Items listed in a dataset
----

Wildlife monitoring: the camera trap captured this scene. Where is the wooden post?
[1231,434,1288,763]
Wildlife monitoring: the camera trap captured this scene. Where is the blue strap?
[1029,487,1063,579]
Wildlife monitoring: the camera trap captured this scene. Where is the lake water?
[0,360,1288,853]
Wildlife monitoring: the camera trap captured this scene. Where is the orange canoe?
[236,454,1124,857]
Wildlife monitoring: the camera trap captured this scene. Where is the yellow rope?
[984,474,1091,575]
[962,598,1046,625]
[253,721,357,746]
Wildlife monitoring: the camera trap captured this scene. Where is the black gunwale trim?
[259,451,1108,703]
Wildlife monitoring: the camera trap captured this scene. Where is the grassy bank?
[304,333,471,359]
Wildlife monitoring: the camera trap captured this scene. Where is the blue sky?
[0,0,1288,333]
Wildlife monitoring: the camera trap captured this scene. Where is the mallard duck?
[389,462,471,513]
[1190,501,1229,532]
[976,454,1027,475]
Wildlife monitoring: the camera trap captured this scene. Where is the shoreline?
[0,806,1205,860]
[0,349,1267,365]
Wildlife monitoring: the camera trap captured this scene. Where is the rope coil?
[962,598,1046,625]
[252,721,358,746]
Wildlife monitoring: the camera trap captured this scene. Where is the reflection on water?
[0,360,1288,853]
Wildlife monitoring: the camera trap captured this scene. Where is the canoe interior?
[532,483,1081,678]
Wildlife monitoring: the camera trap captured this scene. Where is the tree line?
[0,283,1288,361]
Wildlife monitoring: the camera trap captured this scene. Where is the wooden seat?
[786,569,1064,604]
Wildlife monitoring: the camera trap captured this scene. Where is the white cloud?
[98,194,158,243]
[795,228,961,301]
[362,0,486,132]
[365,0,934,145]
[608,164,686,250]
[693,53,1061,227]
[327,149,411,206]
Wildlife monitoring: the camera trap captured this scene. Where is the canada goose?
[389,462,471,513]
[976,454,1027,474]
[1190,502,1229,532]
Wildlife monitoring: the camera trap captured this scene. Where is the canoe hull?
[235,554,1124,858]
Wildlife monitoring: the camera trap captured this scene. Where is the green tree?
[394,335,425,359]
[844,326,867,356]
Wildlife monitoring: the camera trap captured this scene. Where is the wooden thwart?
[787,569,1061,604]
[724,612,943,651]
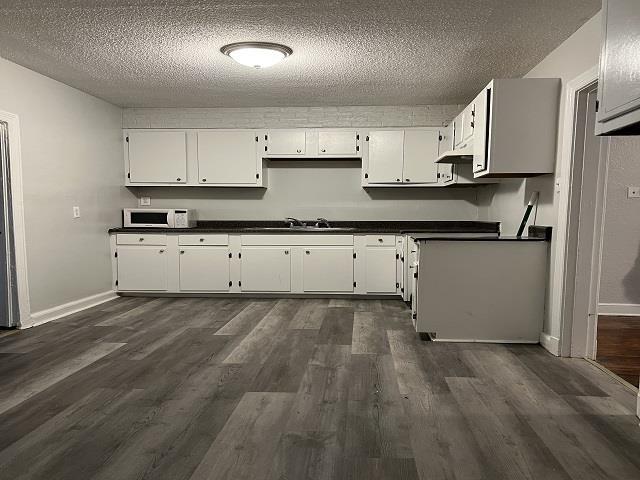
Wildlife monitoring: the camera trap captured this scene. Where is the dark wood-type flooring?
[0,298,640,480]
[596,316,640,387]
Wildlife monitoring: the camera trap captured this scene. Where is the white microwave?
[122,208,197,228]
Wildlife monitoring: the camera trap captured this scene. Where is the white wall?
[0,59,135,313]
[123,105,478,220]
[599,137,640,306]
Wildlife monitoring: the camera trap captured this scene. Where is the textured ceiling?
[0,0,601,107]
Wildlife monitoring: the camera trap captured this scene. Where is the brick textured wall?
[123,105,464,128]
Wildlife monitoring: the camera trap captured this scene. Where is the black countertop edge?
[109,220,500,235]
[413,236,547,242]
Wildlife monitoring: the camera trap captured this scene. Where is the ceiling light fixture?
[220,42,293,68]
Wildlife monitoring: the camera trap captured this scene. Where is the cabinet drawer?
[366,235,396,247]
[116,233,167,245]
[178,233,229,245]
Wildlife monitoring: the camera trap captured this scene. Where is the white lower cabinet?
[366,245,398,294]
[240,246,291,292]
[302,247,354,293]
[180,247,231,292]
[117,245,168,292]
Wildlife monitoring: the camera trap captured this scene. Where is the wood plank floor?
[596,315,640,387]
[0,298,640,480]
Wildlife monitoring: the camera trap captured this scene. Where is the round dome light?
[220,42,293,68]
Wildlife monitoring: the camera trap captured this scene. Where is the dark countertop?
[109,220,500,235]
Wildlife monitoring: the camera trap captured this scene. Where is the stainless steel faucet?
[284,217,307,228]
[316,217,331,228]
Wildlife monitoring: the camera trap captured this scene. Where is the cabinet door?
[240,247,291,292]
[302,247,353,292]
[198,130,259,184]
[117,246,168,292]
[366,130,404,183]
[366,247,398,293]
[318,130,358,157]
[180,247,229,292]
[403,130,440,183]
[267,130,307,157]
[128,131,187,183]
[462,102,475,144]
[598,0,640,127]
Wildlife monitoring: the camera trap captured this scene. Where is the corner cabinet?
[596,0,640,135]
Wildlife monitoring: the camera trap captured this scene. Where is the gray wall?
[123,105,478,220]
[0,59,135,313]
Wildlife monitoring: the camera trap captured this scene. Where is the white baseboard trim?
[20,290,118,329]
[598,303,640,316]
[540,332,560,357]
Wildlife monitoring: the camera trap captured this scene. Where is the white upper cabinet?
[365,130,404,184]
[403,130,440,183]
[473,78,560,178]
[596,0,640,135]
[198,130,261,185]
[302,247,354,293]
[318,130,359,157]
[126,130,187,184]
[264,129,307,157]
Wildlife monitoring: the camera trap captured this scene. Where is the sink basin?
[243,226,355,232]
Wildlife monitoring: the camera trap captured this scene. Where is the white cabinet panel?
[198,130,260,184]
[266,129,307,157]
[403,130,440,183]
[240,247,291,292]
[180,247,230,292]
[302,247,353,292]
[117,246,168,292]
[128,131,187,183]
[318,130,358,157]
[366,246,397,293]
[367,130,405,183]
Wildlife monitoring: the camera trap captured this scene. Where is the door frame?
[552,65,609,358]
[0,110,31,328]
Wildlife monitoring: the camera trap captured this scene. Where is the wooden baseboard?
[24,290,118,329]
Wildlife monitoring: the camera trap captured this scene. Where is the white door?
[198,130,260,184]
[302,247,353,292]
[462,102,475,143]
[403,130,440,183]
[318,130,358,157]
[240,247,291,292]
[180,247,230,292]
[366,247,398,293]
[117,245,168,292]
[366,130,404,183]
[128,131,187,183]
[266,130,307,157]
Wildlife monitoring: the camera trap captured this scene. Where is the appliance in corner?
[122,208,197,228]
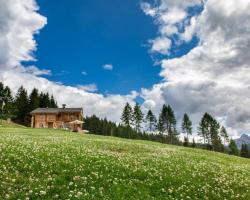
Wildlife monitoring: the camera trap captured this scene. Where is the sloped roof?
[30,108,82,114]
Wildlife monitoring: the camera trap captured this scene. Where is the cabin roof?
[30,108,82,115]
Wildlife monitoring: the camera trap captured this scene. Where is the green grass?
[0,127,250,200]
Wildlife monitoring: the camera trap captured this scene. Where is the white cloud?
[141,0,201,55]
[24,66,51,76]
[0,0,138,121]
[102,64,114,71]
[77,83,98,92]
[142,0,250,136]
[150,37,172,55]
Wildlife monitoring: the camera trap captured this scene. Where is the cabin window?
[39,123,44,128]
[70,115,76,121]
[37,115,45,121]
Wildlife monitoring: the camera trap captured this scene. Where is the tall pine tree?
[121,103,133,127]
[15,86,29,125]
[181,113,192,143]
[146,110,157,132]
[133,103,143,132]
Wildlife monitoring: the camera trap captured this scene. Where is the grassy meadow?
[0,126,250,200]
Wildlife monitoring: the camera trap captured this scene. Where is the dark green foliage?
[29,88,40,112]
[240,144,250,158]
[228,139,239,156]
[158,105,177,143]
[121,103,133,126]
[192,138,196,148]
[0,82,15,119]
[0,82,57,126]
[183,137,189,147]
[220,126,229,145]
[145,110,157,132]
[132,103,143,132]
[181,113,192,143]
[15,86,29,125]
[198,113,224,152]
[83,115,181,145]
[50,95,58,108]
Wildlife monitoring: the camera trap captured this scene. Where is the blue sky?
[0,0,250,135]
[24,0,161,94]
[21,0,201,95]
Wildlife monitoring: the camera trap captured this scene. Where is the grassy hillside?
[0,127,250,200]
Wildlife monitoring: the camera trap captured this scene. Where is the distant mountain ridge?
[235,134,250,149]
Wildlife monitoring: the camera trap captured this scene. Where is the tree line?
[0,82,250,158]
[121,103,250,158]
[0,82,57,126]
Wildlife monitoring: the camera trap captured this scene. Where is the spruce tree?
[50,95,58,108]
[121,103,133,127]
[15,86,29,125]
[228,139,239,156]
[146,110,157,132]
[220,126,229,146]
[181,113,192,143]
[133,103,143,132]
[240,144,250,158]
[192,138,196,148]
[29,88,40,111]
[157,114,164,135]
[198,113,224,151]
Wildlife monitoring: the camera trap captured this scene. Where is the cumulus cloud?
[0,0,138,121]
[142,0,250,135]
[102,64,114,71]
[141,0,202,55]
[77,83,98,92]
[24,66,51,76]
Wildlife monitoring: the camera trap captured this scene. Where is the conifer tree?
[29,88,40,112]
[198,113,224,151]
[181,113,192,143]
[121,103,133,127]
[146,110,157,132]
[133,103,143,132]
[159,105,177,143]
[220,126,229,145]
[228,139,239,156]
[240,144,250,158]
[192,138,196,148]
[50,95,58,108]
[157,114,164,135]
[15,86,29,125]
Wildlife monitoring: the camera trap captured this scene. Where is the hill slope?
[0,128,250,199]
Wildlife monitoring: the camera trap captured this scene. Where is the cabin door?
[48,122,54,128]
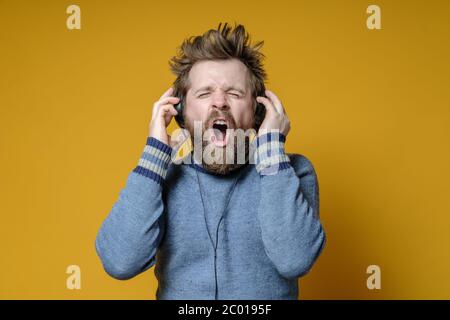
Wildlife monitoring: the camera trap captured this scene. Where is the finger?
[265,90,285,114]
[159,104,178,126]
[152,97,180,116]
[256,96,278,113]
[159,87,173,100]
[156,97,180,106]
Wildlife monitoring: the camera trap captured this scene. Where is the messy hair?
[169,23,267,97]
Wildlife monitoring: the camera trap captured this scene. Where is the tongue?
[214,129,225,141]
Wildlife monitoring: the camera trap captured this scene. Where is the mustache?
[203,110,236,129]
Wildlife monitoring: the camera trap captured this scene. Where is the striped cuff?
[255,130,291,176]
[133,137,172,184]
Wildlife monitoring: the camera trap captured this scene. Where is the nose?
[212,91,229,110]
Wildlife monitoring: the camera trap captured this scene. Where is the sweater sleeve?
[95,137,172,280]
[255,131,326,279]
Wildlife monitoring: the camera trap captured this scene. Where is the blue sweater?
[95,132,325,300]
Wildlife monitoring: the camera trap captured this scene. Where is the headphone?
[174,90,266,130]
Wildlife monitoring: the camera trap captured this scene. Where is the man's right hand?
[149,87,180,145]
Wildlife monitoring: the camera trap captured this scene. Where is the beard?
[185,110,250,175]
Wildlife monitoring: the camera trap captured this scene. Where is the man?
[96,24,325,299]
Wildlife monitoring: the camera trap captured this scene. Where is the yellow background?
[0,0,450,299]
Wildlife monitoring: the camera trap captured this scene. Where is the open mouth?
[211,119,229,147]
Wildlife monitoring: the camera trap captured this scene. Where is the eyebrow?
[194,86,245,95]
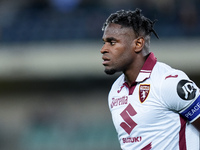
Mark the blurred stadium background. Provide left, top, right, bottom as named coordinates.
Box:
left=0, top=0, right=200, bottom=150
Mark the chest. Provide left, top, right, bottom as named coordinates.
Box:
left=109, top=84, right=169, bottom=136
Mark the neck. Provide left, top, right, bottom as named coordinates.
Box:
left=123, top=55, right=148, bottom=86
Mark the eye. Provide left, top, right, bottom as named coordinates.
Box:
left=110, top=41, right=116, bottom=46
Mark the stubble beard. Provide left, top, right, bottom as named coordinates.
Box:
left=104, top=69, right=116, bottom=75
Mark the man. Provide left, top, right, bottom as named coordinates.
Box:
left=101, top=9, right=200, bottom=150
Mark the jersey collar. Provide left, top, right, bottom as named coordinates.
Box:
left=135, top=52, right=157, bottom=82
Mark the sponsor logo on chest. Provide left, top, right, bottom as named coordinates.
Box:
left=139, top=84, right=150, bottom=103
left=111, top=96, right=128, bottom=108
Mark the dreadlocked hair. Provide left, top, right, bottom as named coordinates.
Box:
left=102, top=8, right=159, bottom=39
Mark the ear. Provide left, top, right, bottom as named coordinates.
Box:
left=135, top=37, right=145, bottom=53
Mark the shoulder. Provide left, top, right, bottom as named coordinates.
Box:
left=110, top=74, right=124, bottom=92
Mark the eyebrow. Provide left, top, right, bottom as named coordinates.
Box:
left=102, top=37, right=117, bottom=42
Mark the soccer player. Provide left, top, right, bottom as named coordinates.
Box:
left=101, top=9, right=200, bottom=150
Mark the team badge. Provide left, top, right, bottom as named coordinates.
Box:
left=139, top=84, right=150, bottom=103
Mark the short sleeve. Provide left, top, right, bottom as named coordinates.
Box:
left=160, top=70, right=199, bottom=113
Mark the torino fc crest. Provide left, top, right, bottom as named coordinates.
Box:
left=139, top=84, right=150, bottom=103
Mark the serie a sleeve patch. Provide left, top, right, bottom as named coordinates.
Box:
left=180, top=96, right=200, bottom=123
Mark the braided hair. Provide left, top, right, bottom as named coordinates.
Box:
left=102, top=8, right=159, bottom=39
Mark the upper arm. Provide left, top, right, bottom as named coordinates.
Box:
left=192, top=117, right=200, bottom=132
left=161, top=71, right=200, bottom=127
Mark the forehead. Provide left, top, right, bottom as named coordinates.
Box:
left=103, top=23, right=135, bottom=38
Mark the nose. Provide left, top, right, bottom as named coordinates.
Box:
left=100, top=44, right=108, bottom=54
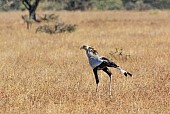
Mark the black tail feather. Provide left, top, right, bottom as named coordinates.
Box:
left=127, top=72, right=132, bottom=76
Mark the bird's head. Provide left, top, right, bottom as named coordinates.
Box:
left=80, top=45, right=98, bottom=55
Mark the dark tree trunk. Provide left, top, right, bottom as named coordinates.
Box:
left=22, top=0, right=40, bottom=22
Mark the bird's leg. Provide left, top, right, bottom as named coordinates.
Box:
left=109, top=75, right=112, bottom=95
left=93, top=68, right=99, bottom=95
left=103, top=67, right=112, bottom=95
left=96, top=84, right=99, bottom=95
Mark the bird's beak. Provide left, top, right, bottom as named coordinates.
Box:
left=80, top=46, right=84, bottom=50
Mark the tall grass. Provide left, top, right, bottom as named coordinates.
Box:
left=0, top=11, right=170, bottom=114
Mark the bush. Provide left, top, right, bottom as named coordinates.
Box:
left=42, top=2, right=66, bottom=11
left=65, top=0, right=92, bottom=10
left=94, top=0, right=123, bottom=10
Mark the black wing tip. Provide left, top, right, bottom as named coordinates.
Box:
left=127, top=72, right=132, bottom=77
left=124, top=72, right=132, bottom=77
left=124, top=72, right=127, bottom=77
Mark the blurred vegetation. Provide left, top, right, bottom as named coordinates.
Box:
left=0, top=0, right=170, bottom=11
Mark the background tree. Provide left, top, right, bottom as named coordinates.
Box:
left=22, top=0, right=40, bottom=22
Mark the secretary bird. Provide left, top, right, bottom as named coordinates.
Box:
left=80, top=45, right=132, bottom=95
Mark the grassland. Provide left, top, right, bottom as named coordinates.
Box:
left=0, top=11, right=170, bottom=114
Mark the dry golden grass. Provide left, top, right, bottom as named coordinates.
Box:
left=0, top=11, right=170, bottom=114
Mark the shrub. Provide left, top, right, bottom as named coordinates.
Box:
left=94, top=0, right=123, bottom=10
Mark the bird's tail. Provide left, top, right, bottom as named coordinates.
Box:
left=117, top=66, right=132, bottom=76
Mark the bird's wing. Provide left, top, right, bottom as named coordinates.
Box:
left=100, top=57, right=118, bottom=68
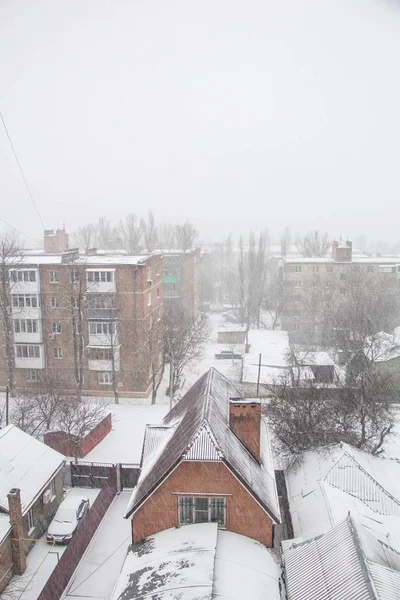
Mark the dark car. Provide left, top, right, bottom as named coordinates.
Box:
left=47, top=494, right=90, bottom=544
left=215, top=350, right=242, bottom=360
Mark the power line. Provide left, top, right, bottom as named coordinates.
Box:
left=0, top=110, right=46, bottom=229
left=0, top=217, right=36, bottom=242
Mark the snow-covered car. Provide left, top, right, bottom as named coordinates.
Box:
left=47, top=495, right=90, bottom=544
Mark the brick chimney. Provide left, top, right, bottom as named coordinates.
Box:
left=229, top=398, right=261, bottom=462
left=332, top=240, right=353, bottom=262
left=43, top=229, right=68, bottom=254
left=7, top=488, right=26, bottom=575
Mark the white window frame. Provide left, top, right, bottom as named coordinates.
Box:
left=49, top=271, right=58, bottom=283
left=98, top=371, right=112, bottom=385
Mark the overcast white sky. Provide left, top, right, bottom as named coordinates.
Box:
left=0, top=0, right=400, bottom=245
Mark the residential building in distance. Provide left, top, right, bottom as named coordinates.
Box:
left=282, top=241, right=400, bottom=342
left=0, top=231, right=163, bottom=397
left=0, top=425, right=64, bottom=594
left=125, top=369, right=280, bottom=547
left=162, top=248, right=201, bottom=320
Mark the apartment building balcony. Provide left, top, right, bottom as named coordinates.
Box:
left=86, top=345, right=121, bottom=371
left=14, top=343, right=45, bottom=369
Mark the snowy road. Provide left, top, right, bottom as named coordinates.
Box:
left=63, top=491, right=131, bottom=600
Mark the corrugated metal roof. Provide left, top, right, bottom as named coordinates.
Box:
left=0, top=425, right=64, bottom=513
left=284, top=517, right=400, bottom=600
left=125, top=368, right=280, bottom=522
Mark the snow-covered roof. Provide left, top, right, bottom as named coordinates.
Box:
left=15, top=254, right=149, bottom=268
left=296, top=351, right=335, bottom=366
left=111, top=523, right=282, bottom=600
left=286, top=444, right=400, bottom=551
left=125, top=368, right=280, bottom=522
left=248, top=329, right=290, bottom=367
left=284, top=516, right=400, bottom=600
left=364, top=331, right=400, bottom=362
left=0, top=425, right=64, bottom=514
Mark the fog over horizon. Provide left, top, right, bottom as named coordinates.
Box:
left=0, top=0, right=400, bottom=245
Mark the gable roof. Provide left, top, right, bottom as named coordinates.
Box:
left=286, top=443, right=400, bottom=549
left=112, top=523, right=282, bottom=600
left=125, top=368, right=280, bottom=522
left=284, top=517, right=400, bottom=600
left=0, top=425, right=64, bottom=514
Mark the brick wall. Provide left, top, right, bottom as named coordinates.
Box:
left=132, top=461, right=273, bottom=547
left=38, top=469, right=117, bottom=600
left=43, top=413, right=112, bottom=458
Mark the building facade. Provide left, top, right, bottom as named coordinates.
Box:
left=282, top=241, right=400, bottom=342
left=0, top=237, right=163, bottom=397
left=163, top=248, right=201, bottom=320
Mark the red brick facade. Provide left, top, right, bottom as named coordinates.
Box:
left=132, top=461, right=273, bottom=547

----

Convert the lines of the material above into a JSON list of strings, one string per line with blank lines omitted, starting at the line containing "the rope coil?" and ending at the line containing "[0,283,1288,361]".

[
  "Wildlife monitoring: the camera trap captured this scene. Where is the rope coil?",
  "[962,598,1046,625]",
  "[252,721,358,746]",
  "Wildlife monitoring: the camera trap captured this scene. Where is the reflection on water?",
  "[0,360,1288,853]",
  "Wildlife monitoring: the camera trap captured this scene. Where is the canoe interior?",
  "[532,483,1081,678]",
  "Wildlife monitoring: the camera trap captured this scene. Where is the tree line?",
  "[0,283,1288,361]"
]